PAGE TEXT =>
Thursday, March 22, 2007

Compliments To The Elliott & Ferris Families

My colleagues, Carl and Christopher Cosack, visited a Colorado ranch recently and sent me back some samples of the ranch’s dry-aged, grain-finished Charolais and Charolais-cross rib-eye steaks. I was saving the steaks for a special blind taste testing party but my husband didn't know this and accidentally cooked one up.

Hats off to the Elliott and Ferris families who raised this beef. The steak was full of flavor -- it even stood up to some fairly strong competition from the Montreal Steak salt used as a marinade. And it was plenty tender.

It’s worth noting that we cooked up a strip loin from our local butcher alongside the rib-eye. Not a perfectly fair comparison but the strip loin was milder tasting and thus in my opinion a bit overwhelmed by the marinade. FYI, the butcher couldn’t tell us the breed but based on my experience with taste testing, the strip loin was likely Angus-cross, as Angus influence seems to produce a lighter flavor (bland to me, yummy to others.)

Anyway, if you happen to like steak with a lot of flavor, try to get your hands on some dry-aged Charolais beef. Suspect the best way to enjoy the steaks is to serve them naked – once they’re cooked, drizzle a little olive oil and maybe a squeeze of lemon and a dusting of sea salt. But if you want a simple twist, here’s a simple recipe:


Charolais or Charolais-cross Rib Eye Steaks
At least 1” thick and preferably dry-aged 14-21 days
Montreal Steak salt (MSG-free)
Worcestershire Sauce (we use Lea & Perrins)

EXPLORE THE MATERIAL =>
a) From the steak post, quote the stretch from "Thursday, March 22, 2007" through "was plenty tender.".
b) Answer these from the steak post:
(i) In which state is the ranch that the Cosacks visited?
(ii) What was used as a marinade on the steaks?
(iii) For how many days does the recipe prefer the rib-eye steaks to be dry-aged?

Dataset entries
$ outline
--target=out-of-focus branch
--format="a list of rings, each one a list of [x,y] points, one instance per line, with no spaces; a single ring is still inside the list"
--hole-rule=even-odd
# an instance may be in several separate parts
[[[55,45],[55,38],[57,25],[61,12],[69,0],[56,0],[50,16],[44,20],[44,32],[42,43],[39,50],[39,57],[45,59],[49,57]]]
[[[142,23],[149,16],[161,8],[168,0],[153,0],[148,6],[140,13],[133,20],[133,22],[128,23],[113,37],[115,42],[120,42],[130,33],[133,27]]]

...

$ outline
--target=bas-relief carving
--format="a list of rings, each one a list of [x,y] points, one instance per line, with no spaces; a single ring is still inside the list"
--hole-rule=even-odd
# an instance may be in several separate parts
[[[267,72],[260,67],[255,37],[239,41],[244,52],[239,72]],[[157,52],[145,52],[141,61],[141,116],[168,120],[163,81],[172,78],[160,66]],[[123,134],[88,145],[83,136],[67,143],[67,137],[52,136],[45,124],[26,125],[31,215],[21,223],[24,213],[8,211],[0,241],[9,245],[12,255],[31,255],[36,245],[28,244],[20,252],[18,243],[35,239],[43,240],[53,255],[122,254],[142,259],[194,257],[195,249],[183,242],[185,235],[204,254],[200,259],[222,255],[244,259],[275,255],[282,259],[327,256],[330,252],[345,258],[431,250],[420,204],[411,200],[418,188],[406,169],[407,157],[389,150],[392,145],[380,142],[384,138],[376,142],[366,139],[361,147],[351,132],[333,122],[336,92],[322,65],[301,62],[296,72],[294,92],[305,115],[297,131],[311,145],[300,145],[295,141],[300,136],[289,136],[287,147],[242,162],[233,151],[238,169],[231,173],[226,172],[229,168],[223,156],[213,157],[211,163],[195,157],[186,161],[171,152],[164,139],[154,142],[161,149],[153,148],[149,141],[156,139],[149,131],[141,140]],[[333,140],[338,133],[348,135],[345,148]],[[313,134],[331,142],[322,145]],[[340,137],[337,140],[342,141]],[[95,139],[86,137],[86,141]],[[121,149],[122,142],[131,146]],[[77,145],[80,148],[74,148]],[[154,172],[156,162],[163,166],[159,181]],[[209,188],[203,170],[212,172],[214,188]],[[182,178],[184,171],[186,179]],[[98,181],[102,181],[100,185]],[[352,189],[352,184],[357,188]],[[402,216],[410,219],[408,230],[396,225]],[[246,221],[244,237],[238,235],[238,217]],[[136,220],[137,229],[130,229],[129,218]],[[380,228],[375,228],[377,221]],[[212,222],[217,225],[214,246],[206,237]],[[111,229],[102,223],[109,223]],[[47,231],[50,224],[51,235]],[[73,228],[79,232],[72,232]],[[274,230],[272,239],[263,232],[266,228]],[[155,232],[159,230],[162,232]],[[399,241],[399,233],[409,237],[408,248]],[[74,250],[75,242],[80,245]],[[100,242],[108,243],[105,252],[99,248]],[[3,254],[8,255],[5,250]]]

SOLUTIONS FOR EACH TASK =>
a)
Thursday, March 22, 2007

Compliments To The Elliott & Ferris Families

My colleagues, Carl and Christopher Cosack, visited a Colorado ranch recently and sent me back some samples of the ranch’s dry-aged, grain-finished Charolais and Charolais-cross rib-eye steaks. I was saving the steaks for a special blind taste testing party but my husband didn't know this and accidentally cooked one up.

Hats off to the Elliott and Ferris families who raised this beef. The steak was full of flavor -- it even stood up to some fairly strong competition from the Montreal Steak salt used as a marinade. And it was plenty tender.

b)
(i) Colorado
(ii) Montreal Steak salt
(iii) 14-21 days